Exercise: Your job is to transcribe the material exactly, every line included.

Data to use:
* * * *

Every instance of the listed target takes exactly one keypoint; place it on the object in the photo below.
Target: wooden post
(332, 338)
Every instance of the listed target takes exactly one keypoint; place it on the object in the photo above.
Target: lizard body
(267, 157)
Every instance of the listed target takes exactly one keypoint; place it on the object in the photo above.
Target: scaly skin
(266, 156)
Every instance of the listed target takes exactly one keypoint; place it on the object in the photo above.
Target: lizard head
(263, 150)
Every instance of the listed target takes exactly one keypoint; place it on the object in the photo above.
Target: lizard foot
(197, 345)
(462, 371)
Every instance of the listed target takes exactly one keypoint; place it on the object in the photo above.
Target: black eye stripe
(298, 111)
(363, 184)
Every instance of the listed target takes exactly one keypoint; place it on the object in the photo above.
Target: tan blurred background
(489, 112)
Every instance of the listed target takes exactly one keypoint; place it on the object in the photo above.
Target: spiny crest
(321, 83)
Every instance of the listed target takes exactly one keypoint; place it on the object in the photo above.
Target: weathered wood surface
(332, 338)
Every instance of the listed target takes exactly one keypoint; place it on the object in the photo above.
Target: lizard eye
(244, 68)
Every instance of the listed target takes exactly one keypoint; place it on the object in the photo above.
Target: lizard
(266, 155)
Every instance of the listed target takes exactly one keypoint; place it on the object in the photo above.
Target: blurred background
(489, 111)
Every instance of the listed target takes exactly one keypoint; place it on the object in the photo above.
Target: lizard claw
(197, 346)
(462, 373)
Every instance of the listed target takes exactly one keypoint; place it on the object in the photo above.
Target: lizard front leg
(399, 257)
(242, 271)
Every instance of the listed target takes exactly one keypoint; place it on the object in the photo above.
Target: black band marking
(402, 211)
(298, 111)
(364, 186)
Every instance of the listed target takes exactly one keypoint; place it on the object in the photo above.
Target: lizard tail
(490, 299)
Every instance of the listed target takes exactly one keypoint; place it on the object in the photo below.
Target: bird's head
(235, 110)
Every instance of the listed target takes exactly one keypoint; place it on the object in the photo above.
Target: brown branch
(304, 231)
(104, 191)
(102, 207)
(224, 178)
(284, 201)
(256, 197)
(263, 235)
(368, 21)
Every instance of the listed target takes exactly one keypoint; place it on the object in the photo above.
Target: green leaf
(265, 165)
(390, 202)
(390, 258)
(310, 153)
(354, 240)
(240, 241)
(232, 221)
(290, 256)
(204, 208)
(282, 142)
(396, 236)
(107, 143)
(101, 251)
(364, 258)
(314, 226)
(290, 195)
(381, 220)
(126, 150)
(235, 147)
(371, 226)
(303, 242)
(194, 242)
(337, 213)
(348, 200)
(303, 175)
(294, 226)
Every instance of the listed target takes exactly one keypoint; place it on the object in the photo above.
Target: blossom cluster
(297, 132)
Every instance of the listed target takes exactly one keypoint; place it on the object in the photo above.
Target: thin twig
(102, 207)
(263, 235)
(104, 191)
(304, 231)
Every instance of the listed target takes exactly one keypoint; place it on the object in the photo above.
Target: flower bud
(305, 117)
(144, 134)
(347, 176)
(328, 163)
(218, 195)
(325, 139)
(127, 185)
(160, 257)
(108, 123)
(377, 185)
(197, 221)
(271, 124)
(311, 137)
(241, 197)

* * * *

Result:
Every instance of the listed target takes exactly one keypoint; place it on the object in the photo below.
Target: wooden post
(332, 338)
Every instance of the listed target takes exactly one keypoint; place it on the object in the photo above.
Target: lizard body
(267, 157)
Every instance of the listed target takes exactly one keypoint; place it on the object in the photo above.
Target: scaly skin
(266, 156)
Every instance of the listed target takes exactly one keypoint; place it on the object in the photo above.
Target: lizard head
(263, 150)
Every instance of the listed target takes exactly one keypoint; place it on the object in the photo above.
Target: lizard foot
(197, 345)
(462, 371)
Every instance of the listed target takes exactly one keypoint; place it on the object in the photo above.
Target: black eye stripe
(298, 111)
(363, 184)
Every instance of the listed target takes exactly one keypoint; place it on the object in the photo above.
Target: tan blurred background
(489, 112)
Every instance of the listed target takes exactly one keypoint; place it on the object in the photo above.
Target: spiny crest
(321, 83)
Every instance of the listed target takes exactly one keypoint; place it on the object in the photo above.
Target: weathered wood surface
(332, 338)
Every instance of the listed target takes exactly one keypoint; place it on the object in the photo above.
Target: lizard eye
(244, 68)
Every instance of the listed target takes exactly one keypoint; place it on the object in the photo above.
Target: lizard
(266, 155)
Every instance of the listed target takes exactly one keypoint; place it on the object in the photo above.
Target: blurred background
(489, 111)
Every instance of the listed target takes exactly one keypoint; place it on the object in the photo above.
Target: lizard claw
(197, 346)
(462, 373)
Every instance of the listed target takes exactly one keypoint; place it on the object in the photo above.
Target: lizard front leg
(399, 257)
(242, 271)
Every instance of the listed target takes exactly one keypoint; place it on the object in the photo above.
Target: black band marking
(402, 211)
(298, 111)
(364, 186)
Every instance of the listed target takes exactly one keypoint; place it on the object in the photo above.
Target: lizard tail
(490, 299)
Every instance of the listed target takes exactly one keypoint; place it on the object in the photo below.
Target: bird's head
(235, 110)
Every instance of the listed target takes exactly one keypoint; place it on the object in the photo above.
Target: brown branch
(304, 231)
(104, 191)
(102, 207)
(224, 178)
(284, 201)
(256, 197)
(263, 235)
(368, 21)
Every instance of the listed target takes exactly one keypoint; place it on the object in the photo above.
Target: green leaf
(265, 165)
(390, 202)
(390, 258)
(310, 153)
(354, 240)
(240, 241)
(232, 221)
(290, 256)
(204, 208)
(282, 142)
(396, 236)
(107, 143)
(101, 251)
(364, 258)
(314, 226)
(290, 195)
(381, 220)
(126, 150)
(235, 147)
(371, 226)
(303, 242)
(194, 242)
(337, 213)
(348, 200)
(303, 175)
(294, 226)
Every instance of the listed target takes exactly one keypoint; place it on the object in the photo above.
Target: blossom cluster
(297, 132)
Every instance of the listed target takes exactly one keypoint; place it on the object in the photo above.
Target: thin twig
(102, 207)
(263, 235)
(104, 191)
(304, 231)
Every instance of the listed target takes exactly one keypoint; place it on the object in the photo above.
Target: flower bud
(305, 117)
(144, 134)
(347, 176)
(328, 163)
(218, 195)
(325, 139)
(127, 185)
(160, 257)
(108, 123)
(377, 185)
(197, 221)
(271, 124)
(311, 137)
(241, 197)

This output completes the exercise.